- DIRECTIONS
Pick out every line in the records below that contains the word "necklace", matching its case exactly, and copy each of those lines.

Records
● ● ● ● ●

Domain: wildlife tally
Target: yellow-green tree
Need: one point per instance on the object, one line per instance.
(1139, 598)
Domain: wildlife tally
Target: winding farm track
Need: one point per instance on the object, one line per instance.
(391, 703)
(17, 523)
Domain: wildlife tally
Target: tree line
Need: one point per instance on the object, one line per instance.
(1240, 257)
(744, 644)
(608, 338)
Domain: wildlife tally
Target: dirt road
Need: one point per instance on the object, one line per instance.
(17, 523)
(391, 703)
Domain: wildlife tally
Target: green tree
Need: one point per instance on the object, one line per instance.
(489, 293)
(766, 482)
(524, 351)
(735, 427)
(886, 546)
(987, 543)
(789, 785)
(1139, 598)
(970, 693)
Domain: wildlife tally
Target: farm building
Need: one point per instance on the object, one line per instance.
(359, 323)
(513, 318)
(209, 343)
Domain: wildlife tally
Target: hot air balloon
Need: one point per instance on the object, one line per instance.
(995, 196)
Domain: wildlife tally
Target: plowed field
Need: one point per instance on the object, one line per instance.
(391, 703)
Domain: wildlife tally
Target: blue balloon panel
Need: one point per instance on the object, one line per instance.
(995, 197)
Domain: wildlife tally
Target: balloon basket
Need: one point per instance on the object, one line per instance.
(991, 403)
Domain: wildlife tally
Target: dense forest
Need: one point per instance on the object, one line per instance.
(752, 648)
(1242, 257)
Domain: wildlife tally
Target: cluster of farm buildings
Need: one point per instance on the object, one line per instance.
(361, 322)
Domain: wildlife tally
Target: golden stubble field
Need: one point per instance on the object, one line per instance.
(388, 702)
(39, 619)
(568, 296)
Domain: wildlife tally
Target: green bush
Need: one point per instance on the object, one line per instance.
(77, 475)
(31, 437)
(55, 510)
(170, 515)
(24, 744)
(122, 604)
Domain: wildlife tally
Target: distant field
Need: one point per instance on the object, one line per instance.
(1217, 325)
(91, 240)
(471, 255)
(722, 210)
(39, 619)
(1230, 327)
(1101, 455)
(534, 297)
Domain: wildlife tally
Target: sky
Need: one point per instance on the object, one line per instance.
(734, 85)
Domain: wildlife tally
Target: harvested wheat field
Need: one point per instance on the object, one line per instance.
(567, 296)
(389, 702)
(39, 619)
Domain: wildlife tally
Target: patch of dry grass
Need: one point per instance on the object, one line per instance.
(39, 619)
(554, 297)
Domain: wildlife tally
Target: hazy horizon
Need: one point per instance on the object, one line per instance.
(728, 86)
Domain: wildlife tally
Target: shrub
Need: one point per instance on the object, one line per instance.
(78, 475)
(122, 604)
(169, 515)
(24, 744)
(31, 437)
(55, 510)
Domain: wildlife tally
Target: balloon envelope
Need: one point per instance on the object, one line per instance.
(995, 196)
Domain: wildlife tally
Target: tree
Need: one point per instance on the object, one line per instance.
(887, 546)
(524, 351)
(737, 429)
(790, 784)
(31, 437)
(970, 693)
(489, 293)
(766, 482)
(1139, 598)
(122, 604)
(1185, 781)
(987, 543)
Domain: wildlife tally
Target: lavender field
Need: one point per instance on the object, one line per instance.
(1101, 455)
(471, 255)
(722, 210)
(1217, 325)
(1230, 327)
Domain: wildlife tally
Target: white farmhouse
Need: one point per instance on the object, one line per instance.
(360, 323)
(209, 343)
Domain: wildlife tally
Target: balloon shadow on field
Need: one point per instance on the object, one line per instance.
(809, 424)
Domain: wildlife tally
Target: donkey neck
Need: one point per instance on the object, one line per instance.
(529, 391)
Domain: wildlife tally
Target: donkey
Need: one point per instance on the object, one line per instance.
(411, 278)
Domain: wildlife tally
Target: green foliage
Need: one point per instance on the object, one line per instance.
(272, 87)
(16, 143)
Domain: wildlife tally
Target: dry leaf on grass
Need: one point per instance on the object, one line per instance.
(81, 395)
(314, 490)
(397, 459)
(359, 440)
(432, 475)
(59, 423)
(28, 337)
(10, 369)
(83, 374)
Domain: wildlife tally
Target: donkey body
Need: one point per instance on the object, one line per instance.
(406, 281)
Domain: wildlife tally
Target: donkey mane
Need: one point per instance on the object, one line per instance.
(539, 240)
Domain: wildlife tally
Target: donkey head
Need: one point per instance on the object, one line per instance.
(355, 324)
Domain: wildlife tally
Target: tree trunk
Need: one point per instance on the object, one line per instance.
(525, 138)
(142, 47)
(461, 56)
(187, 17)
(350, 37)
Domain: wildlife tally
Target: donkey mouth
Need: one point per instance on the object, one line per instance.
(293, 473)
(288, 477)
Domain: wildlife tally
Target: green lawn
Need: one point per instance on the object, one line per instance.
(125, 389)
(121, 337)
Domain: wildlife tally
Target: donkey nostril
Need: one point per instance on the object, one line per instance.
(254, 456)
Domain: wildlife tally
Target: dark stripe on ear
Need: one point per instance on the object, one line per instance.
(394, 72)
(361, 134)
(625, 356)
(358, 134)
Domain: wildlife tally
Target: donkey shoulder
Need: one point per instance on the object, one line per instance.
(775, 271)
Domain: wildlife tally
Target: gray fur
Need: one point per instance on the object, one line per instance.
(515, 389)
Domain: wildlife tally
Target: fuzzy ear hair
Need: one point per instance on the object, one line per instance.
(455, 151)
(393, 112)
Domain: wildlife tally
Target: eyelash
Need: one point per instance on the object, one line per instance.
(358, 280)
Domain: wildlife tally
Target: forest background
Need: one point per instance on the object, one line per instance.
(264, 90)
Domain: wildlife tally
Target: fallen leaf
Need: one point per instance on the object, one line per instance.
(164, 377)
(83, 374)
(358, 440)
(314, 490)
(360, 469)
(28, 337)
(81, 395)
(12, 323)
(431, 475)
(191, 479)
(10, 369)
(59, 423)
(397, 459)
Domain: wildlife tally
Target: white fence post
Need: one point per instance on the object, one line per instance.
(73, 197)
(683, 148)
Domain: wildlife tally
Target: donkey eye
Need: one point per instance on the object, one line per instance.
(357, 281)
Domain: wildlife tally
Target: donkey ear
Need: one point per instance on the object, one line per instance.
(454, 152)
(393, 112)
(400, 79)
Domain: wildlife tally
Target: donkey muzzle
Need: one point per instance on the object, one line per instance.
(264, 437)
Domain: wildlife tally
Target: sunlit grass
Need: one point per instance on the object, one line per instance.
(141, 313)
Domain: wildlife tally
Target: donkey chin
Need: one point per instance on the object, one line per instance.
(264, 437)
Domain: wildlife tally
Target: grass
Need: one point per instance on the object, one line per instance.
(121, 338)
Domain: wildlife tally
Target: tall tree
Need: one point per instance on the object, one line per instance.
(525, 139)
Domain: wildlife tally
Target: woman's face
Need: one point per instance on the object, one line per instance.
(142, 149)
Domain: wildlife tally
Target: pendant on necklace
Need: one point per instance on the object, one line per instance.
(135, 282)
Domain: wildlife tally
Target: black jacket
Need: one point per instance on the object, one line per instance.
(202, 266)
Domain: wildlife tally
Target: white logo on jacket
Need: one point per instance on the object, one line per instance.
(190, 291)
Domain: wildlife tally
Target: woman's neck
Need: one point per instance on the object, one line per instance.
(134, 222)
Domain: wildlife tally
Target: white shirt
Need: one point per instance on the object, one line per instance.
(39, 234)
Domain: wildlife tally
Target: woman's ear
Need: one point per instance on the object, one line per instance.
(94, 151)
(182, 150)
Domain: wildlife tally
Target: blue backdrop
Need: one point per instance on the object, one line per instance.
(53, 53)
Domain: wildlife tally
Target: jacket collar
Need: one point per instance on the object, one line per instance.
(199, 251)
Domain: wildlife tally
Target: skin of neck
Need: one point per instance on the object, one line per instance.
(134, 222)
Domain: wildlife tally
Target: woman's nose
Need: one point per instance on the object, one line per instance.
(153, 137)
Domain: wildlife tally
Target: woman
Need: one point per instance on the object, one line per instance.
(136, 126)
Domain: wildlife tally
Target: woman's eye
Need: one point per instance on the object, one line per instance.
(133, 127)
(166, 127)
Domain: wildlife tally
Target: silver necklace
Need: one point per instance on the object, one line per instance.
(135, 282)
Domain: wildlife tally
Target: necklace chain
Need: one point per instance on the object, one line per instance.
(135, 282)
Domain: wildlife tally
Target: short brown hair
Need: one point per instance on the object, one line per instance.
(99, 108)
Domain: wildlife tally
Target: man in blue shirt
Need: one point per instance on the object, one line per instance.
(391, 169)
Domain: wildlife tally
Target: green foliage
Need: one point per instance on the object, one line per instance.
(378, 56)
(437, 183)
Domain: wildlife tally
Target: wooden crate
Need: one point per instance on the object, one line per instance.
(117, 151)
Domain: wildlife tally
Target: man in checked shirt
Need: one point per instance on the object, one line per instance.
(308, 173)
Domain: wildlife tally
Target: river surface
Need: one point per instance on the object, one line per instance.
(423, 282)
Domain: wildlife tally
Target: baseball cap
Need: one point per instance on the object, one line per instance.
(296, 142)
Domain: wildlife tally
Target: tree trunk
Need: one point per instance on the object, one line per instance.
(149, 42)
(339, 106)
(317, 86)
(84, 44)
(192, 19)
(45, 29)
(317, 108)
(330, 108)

● ● ● ● ●

- IN RESPONSE
Target: pendant on necklace
Target: silver necklace
Target: necklace chain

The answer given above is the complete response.